**WRITTEN PROBLEM:**
Please copy out the lines below, replacing "drop the marker" with "place the marker" everywhere and leaving everything else the same. Omit the pictures from your copy.

**STORED RECORDS:**
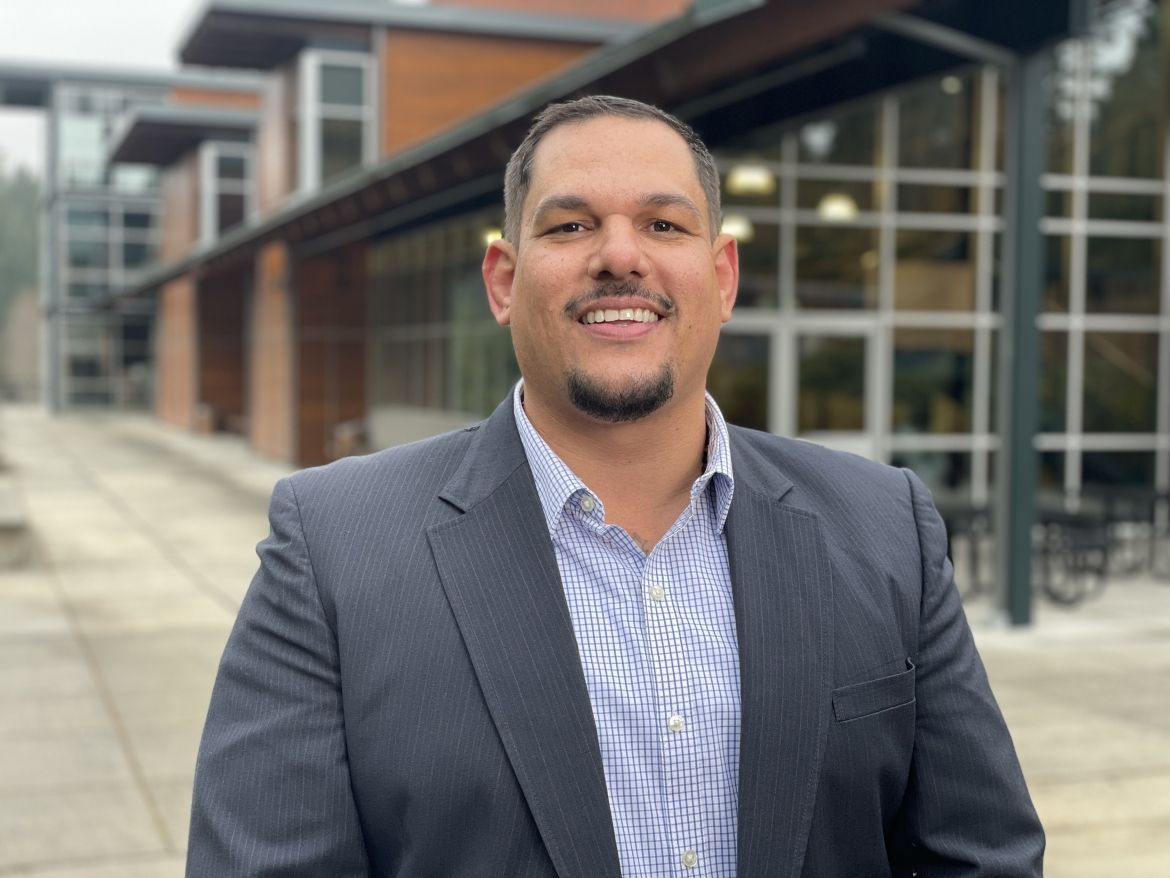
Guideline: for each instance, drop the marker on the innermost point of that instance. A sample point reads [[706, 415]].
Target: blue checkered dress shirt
[[658, 644]]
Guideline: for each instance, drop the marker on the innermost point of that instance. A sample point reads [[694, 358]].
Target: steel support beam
[[1019, 362]]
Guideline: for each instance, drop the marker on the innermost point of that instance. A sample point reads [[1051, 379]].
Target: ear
[[727, 273], [499, 271]]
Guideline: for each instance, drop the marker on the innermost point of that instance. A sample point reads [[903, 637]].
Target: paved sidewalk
[[144, 547]]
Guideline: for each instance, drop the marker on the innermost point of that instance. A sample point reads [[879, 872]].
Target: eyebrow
[[652, 199]]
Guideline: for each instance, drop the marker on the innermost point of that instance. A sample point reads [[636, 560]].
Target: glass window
[[89, 254], [935, 123], [947, 473], [341, 146], [229, 211], [933, 381], [835, 200], [935, 199], [845, 138], [88, 218], [837, 267], [1121, 382], [738, 378], [1123, 275], [759, 260], [342, 84], [1137, 208], [1126, 88], [832, 383], [935, 271], [1053, 382], [1110, 470]]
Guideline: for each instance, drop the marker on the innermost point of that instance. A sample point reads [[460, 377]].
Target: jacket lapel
[[783, 602], [500, 574]]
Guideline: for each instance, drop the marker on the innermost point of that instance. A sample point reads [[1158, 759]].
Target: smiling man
[[604, 632]]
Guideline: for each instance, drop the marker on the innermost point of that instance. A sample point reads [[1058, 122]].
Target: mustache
[[619, 290]]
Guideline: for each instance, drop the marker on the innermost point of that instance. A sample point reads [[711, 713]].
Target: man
[[601, 632]]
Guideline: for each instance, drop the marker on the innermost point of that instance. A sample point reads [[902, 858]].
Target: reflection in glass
[[848, 137], [1053, 382], [935, 199], [1126, 88], [1123, 275], [1121, 382], [738, 378], [947, 473], [1136, 208], [341, 146], [935, 124], [759, 259], [1110, 470], [933, 381], [935, 271], [837, 267], [832, 383], [342, 84]]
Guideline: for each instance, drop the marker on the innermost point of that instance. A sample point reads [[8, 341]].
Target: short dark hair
[[518, 175]]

**SOLUTION FOR THIS EXERCISE:**
Guideline: for each instance, place the marker on the innermost point of that instance. A sample point reads [[706, 415]].
Target: blue checkered dress shirt
[[658, 644]]
Guideline: for each instance, place the marker on the innermost point of that instance. A sample point reads [[694, 358]].
Target: steel support beam
[[1019, 362]]
Guideline: for each instance, place the marker on the innermost point of that instance. A sample point reads [[1051, 379]].
Target: ear
[[727, 273], [499, 271]]
Guideline: for each instance, place the marker on the innermost point of that instance. A sample point reads [[903, 637]].
Target: paved sidewalk
[[144, 547]]
Guideline: for each instance, place the marker on the innermost point of that instance. A sample point reads [[879, 872]].
Target: eyebrow
[[652, 199]]
Guideline: for each instance, place the marker on the innermost point of that instance. A sample point reads [[636, 560]].
Target: glass window
[[89, 254], [935, 123], [947, 473], [341, 146], [229, 211], [933, 381], [835, 200], [935, 199], [845, 138], [88, 218], [837, 267], [1121, 382], [738, 378], [1123, 275], [759, 260], [342, 84], [1137, 208], [1126, 88], [832, 383], [935, 271], [1053, 382], [1110, 470]]
Guideline: for each instance, place the marker on the innermost point of that instance. A sample point reads [[460, 377]].
Target: jacket lapel
[[783, 602], [500, 574]]
Guideline: for each instance, place the marker on the innermost point of that instance. A sample point reads [[1158, 759]].
Target: smiling man
[[604, 632]]
Guideline: for each instance, place the marker on the innermost point of that instance. A sample point reads [[1058, 122]].
Target: mustache
[[619, 290]]
Guideline: for each instance, place the marker on the innermost point of that instance. A sample point reads [[711, 713]].
Target: man
[[601, 632]]
Guideline: for each instance, place the marker on the innermost point of that instance. A sample point reads [[902, 858]].
Target: reflection in glass
[[848, 137], [1053, 382], [935, 199], [1126, 88], [1123, 275], [1121, 382], [738, 378], [947, 473], [1136, 208], [341, 146], [935, 124], [759, 259], [1110, 470], [933, 381], [935, 271], [837, 267], [832, 383], [342, 84]]
Guideline: for each instance, place the marker on the innermost point of that instance. A sample point reads [[8, 341]].
Target: short dark hair
[[518, 175]]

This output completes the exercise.